TEXT SEGMENT —
■ ■ ■ ■ ■ ■ ■

FIG. 96 illustrates a resource that is modified in comparison to FIG. 89. Address comparator 97 and address setting device 98 act in the way described in connection with FIG. 89. They are used for decoding the real (physical) resource address. In addition, an address comparator 97a and an address register 98a for the address of the respectively correlated virtual resource is provided (logical address). The logical resource address is supplied by means of additional bus lines. Upstream of the address selector 99 an address selector 99a is arranged. Both address comparators 97, 97a are concatenated in disjunction to the address decoder 99. Moreover, the output signal of the address comparator 97a is connected to the hit line ADRS HIT. There are two ways of accessing:

A. Physical access via address decoder 97. The address is fixed (it is either unchangeable or it is set after power-on in the context of configuration sequences). The address length is not very large (for example, 6 bits when a total of 64 resources are provided). The address selector 99a sends the physical parameter address to the address decoder 99.

■ ■ ■ ■ ■ ■ ■

RAW RECORDS —
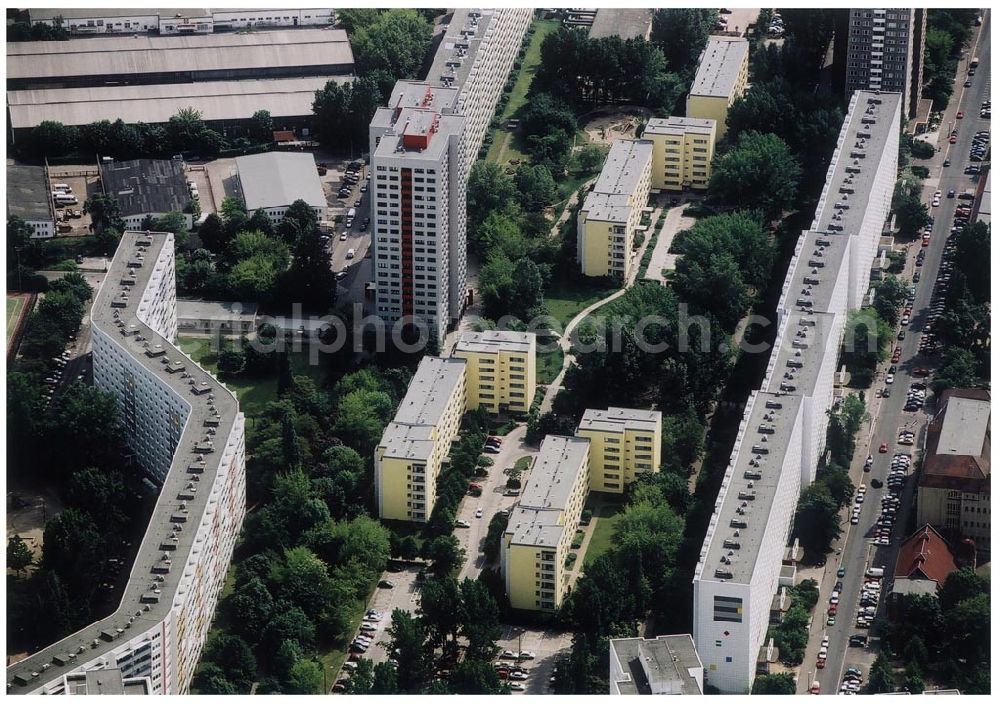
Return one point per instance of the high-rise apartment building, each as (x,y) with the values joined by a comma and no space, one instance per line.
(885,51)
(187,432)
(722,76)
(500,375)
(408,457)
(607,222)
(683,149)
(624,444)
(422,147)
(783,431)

■ ■ ■ ■ ■ ■ ■

GOAL 1 —
Decide whether each statement agrees with the resource-addressing passage. Answer yes or no for each, and quote the deciding words of the passage.
(a) The logical resource address is supplied by means of additional bus lines.
(b) The output signal of address comparator 97a is connected to the hit line ADRS HIT.
(c) In physical access, the address length is very large.
GOAL 2 — Pick up the resource-addressing passage after its final sentence and continue it.
The records are material separate from the resource-addressing passage.

EXPECTED OUTPUT 1 —
(a) Yes: "The logical resource address is supplied by means of additional bus lines."
(b) Yes: "Moreover, the output signal of the address comparator 97a is connected to the hit line ADRS HIT."
(c) No: "The address length is not very large (for example, 6 bits when a total of 64 resources are provided)."

EXPECTED OUTPUT 2 —
B. Logical access with a virtual resource address by address decoder 97a. Such address information can be long (for example, 32 to 64 bits). The address selector 99a sends the logical parameter address to the address decoder 99. The respective logical address must be loaded prior to this, by means of physical accesses, into the address register 98a. For this purpose, the address register 98a is connected like an additional operand register to the parameter bus and to the address decoder 99 (load control signal LOAD LOG. ADRS). When upon access with a certain logical address the address comparator 97a becomes active, it excites the hit line ADRS HIT, and the arrangement acts as the corresponding virtual resource. When upon accessing with a virtual resource address ADRS HIT remains inactive, one of the hardware resources must be assigned to the respective virtual resource. This procedure for selecting a suitable hardware resource as well as for swapping operands and results is known in the art (compare conventional cache memories and virtual memories).

The respective access mode can be selected, for example, by means of different instruction or operator formats. In the extreme, all operators are provided twice (logical and physical). In an alternative configuration the access mode can be made dependent on the working state. Systems with several states are known in the art. Typical are at least two states: user mode and supervisor mode. In the user mode logical access is carried out; in the supervisor mode physical access is carried out.

In the following, with the aid of FIGS. 97 to 101 questions of the so-called instrumentation will be considered. In information technology, instrumentation means to provide systems with additional provisions for system management, for efficiency measurement, for debugging etc. In order to be able to provide such functions in systems according to the invention, there are the following possibilities:

- The resources are expanded with additional devices (FIGS. 97 to 99);
- Special resources for this purpose are provided (FIG. 100);
- Corresponding arrangements are generated ad hoc by connecting appropriate resources (FIG. 101).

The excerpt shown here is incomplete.